_Provided passage_.
━━━━━━━━━━━━━━━━━━━━

As shown in FIG. 3, FIG. 4, FIG. 5 and FIG. 6, the washing machine
provided by the present invention comprises the inner tub 1
coaxially mounted inside an outer tub 13.
In the present invention, the driving device further comprises a
first stop rod assembly 16 and a second stop rod assembly 17, both
of which are mounted on a bottom wall of the outer tub 13. The cam
12 is provided with a first shift rod 9 and a second shift rod 11;
and when the inner tub 1 rotates in a forward direction, the first
stop rod assembly 16 stops the first shift rod 9 so that the cam 12
rotates in a reverse direction, the contour surface 10 presses the
lever structure, and the water sealing cover 8 opens the drainage
outlet. When the inner tub 1 rotates in the reverse direction, the
second stop rod assembly 17 stops the second shift rod 11 so that
the cam 12 rotates in the forward direction, the contour surface 10
loosens the lever structure, and the water sealing cover 8 closes
the drainage outlet.
In the present invention, the rotation in the forward direction or
the reverse direction does not limit rotation of the inner tub 1 in
a constant direction, but only limits rotation of the inner tub 1
in two directions in the draining procedure. For example, when a
clockwise direction is the forward direction, a counterclockwise
direction is the reverse direction, vice versa. In the accompanying
drawings of the present invention, the inner tub 1 rotates in the
clockwise direction as the forward direction, and the inner tub 1
rotates in the counterclockwise direction as the reverse direction.
In the present invention, the inner tub 1 rotates in two directions
in order to implement the opening of the water sealing cover 8
before draining and the closing of the water sealing cover 8 after
the draining is completed.

━━━━━━━━━━━━━━━━━━━━

_Provided material_.
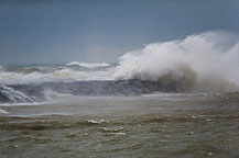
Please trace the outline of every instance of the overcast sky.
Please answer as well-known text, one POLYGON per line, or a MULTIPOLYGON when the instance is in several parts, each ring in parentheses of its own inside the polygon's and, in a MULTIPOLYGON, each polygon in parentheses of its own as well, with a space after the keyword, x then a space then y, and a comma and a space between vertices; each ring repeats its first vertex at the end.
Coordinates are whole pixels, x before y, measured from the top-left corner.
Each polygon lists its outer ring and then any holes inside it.
POLYGON ((239 0, 1 0, 0 65, 115 63, 210 30, 239 33, 239 0))

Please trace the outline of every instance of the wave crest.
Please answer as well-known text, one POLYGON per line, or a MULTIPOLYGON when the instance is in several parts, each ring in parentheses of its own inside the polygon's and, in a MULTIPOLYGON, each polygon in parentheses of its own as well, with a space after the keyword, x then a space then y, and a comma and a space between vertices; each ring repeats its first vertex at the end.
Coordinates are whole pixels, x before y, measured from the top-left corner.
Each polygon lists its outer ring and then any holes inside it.
POLYGON ((178 91, 232 91, 238 90, 238 37, 206 32, 124 54, 113 78, 159 81, 178 91))

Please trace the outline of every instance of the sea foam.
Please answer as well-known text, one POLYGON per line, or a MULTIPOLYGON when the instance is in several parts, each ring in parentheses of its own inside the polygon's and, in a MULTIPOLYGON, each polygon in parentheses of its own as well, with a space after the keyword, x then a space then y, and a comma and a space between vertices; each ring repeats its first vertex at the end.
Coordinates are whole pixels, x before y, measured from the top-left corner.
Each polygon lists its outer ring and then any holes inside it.
POLYGON ((113 78, 159 81, 178 91, 232 91, 238 90, 238 36, 206 32, 127 53, 113 78))

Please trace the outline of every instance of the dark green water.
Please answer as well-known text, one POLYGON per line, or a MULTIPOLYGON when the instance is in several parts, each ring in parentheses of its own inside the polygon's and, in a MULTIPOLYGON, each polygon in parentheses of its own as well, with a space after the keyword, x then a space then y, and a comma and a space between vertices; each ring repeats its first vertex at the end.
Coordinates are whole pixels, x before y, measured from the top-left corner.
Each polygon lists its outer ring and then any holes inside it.
POLYGON ((69 98, 0 106, 1 158, 239 157, 239 95, 69 98))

━━━━━━━━━━━━━━━━━━━━

_Directive_.
Extend the passage on the washing machine drainage mechanism, beginning after its final sentence. The records bear no relation to the text about the washing machine drainage mechanism.

_Task answer_.
As a preferred embodiment of the present invention, each of the
first stop rod assembly 16 and the second stop rod assembly 17
comprises a stop rod 23 capable of moving upwards and downwards.
The stop rod 23 of the first stop rod assembly 16 and the stop rod
23 of the second stop rod assembly 17 need to act on the first
shift rod 9 and the second shift rod 11, respectively. The cam 12
cannot rotate and return if action objects are wrong.
Therefore, the first stop rod assembly 16 is arranged outside the
second stop rod assembly 17, and the length of the first shift rod
9 is larger than the length of the second shift rod 11, so that the
stop rod 23 of the first stop rod assembly 16 only stops the first
shift rod 9 when moving upwards.
In this way, the first stop rod assembly 16 is arranged outside a
free end of the second shift rod 11, the first stop rod assembly 16
cannot stop the second shift rod 11 and only can stop the first
shift rod 9 when moving upwards. The first shift rod 9 drives the
cam 12 to rotate in the reverse direction as being stopped by the
first stop rod assembly 16, the driving arm end of the lever 3 is
pressed to move upwards, the resistance arm end moves downwards,
and the water sealing cover 8 opens the drainage outlet.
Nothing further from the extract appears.